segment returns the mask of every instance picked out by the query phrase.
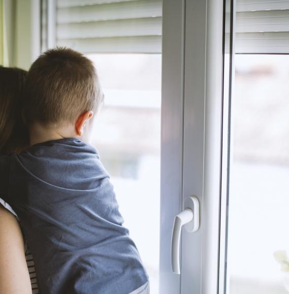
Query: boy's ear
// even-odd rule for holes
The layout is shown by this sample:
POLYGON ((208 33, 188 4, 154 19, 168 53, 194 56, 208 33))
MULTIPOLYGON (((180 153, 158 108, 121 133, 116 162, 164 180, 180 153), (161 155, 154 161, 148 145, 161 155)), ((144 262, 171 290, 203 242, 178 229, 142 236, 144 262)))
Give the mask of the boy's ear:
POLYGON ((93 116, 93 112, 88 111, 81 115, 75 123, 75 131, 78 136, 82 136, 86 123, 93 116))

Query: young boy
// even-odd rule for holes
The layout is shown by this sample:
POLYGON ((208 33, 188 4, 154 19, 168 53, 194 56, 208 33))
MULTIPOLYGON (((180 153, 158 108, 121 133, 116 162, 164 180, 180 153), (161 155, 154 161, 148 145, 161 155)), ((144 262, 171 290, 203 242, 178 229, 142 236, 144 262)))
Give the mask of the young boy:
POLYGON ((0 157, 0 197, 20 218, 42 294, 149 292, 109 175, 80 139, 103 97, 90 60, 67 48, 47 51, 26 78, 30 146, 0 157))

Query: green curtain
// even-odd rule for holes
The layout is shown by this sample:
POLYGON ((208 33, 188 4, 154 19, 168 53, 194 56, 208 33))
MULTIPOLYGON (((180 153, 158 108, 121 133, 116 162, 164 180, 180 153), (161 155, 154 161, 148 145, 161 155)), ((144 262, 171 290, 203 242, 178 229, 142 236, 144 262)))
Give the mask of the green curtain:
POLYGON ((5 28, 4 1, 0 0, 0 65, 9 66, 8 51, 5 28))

---

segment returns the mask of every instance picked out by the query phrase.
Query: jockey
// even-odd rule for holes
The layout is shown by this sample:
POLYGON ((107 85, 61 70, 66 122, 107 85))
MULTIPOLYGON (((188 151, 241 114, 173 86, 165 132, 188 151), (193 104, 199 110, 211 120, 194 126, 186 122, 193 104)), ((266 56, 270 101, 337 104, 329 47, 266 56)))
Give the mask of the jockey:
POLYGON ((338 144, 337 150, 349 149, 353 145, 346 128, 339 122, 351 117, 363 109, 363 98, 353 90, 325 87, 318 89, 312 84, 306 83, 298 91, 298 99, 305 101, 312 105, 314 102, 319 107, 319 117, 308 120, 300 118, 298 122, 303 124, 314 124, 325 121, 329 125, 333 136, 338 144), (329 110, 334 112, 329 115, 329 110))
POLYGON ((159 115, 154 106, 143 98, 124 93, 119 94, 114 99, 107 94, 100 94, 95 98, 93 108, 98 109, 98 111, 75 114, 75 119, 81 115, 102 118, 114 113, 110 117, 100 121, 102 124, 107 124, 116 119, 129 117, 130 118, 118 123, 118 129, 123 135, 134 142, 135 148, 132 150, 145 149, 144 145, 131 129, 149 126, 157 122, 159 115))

==

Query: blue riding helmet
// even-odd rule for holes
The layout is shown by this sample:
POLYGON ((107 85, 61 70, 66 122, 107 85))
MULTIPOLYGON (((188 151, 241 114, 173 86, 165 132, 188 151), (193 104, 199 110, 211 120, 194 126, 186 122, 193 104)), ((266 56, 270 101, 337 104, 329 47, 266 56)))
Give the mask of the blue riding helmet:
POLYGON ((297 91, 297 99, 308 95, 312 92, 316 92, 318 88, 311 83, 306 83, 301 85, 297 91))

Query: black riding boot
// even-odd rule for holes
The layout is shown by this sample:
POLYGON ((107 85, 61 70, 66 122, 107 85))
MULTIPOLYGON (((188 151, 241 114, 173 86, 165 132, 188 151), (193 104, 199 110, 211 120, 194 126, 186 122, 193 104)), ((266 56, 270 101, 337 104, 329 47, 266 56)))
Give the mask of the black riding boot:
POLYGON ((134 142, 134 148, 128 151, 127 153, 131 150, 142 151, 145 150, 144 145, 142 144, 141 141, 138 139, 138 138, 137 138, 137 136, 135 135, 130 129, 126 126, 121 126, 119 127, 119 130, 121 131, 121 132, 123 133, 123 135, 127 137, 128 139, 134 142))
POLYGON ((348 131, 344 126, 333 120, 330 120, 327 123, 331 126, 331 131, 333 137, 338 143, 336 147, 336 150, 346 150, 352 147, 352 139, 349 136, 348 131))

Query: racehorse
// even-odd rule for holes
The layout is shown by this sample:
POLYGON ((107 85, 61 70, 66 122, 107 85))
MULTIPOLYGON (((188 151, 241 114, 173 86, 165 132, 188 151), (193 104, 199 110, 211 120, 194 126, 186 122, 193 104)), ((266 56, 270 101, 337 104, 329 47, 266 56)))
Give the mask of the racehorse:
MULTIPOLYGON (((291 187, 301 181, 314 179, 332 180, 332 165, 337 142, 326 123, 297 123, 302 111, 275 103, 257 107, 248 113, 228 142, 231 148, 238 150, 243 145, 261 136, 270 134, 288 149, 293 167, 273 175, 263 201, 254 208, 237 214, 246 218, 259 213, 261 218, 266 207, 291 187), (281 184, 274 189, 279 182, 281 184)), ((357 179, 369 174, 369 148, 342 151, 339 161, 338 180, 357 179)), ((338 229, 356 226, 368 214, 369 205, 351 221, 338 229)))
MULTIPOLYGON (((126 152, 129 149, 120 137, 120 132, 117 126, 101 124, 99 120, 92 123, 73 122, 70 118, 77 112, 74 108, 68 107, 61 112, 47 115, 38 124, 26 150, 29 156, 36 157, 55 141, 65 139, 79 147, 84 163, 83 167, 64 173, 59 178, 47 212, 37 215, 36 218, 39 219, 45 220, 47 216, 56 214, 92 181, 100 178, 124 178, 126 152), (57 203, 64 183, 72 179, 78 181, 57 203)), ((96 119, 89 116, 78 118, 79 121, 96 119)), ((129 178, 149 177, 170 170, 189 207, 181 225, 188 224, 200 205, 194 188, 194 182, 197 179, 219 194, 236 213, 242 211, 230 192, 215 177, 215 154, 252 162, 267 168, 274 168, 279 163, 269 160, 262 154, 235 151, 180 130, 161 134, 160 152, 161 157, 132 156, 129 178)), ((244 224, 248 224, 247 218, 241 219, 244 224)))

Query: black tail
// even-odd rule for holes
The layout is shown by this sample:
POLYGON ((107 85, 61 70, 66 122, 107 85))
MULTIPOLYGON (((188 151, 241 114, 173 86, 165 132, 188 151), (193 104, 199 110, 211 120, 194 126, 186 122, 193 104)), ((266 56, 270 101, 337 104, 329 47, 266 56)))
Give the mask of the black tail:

Problem details
Recast only the lines from the one containing "Query: young boy" through the one containing "POLYGON ((0 157, 0" as a Markdown table with the columns Row and Line, skipping blank lines.

Solution to this task
| Row | Line |
|---|---|
| 1 | Query: young boy |
| 2 | // even-odd rule for holes |
| 3 | The layout is shown by this sample: |
| 4 | POLYGON ((208 33, 188 4, 154 19, 168 53, 194 56, 208 33)) |
| 5 | MULTIPOLYGON (((180 153, 158 108, 121 133, 116 162, 164 180, 180 153), (161 155, 154 161, 148 145, 161 155)), ((144 262, 171 290, 203 242, 178 229, 142 236, 144 262))) |
| 6 | Give the mask of the young boy: |
| 7 | POLYGON ((0 157, 0 197, 20 218, 42 294, 149 292, 109 175, 80 139, 103 97, 90 60, 67 48, 47 51, 26 78, 30 146, 0 157)) |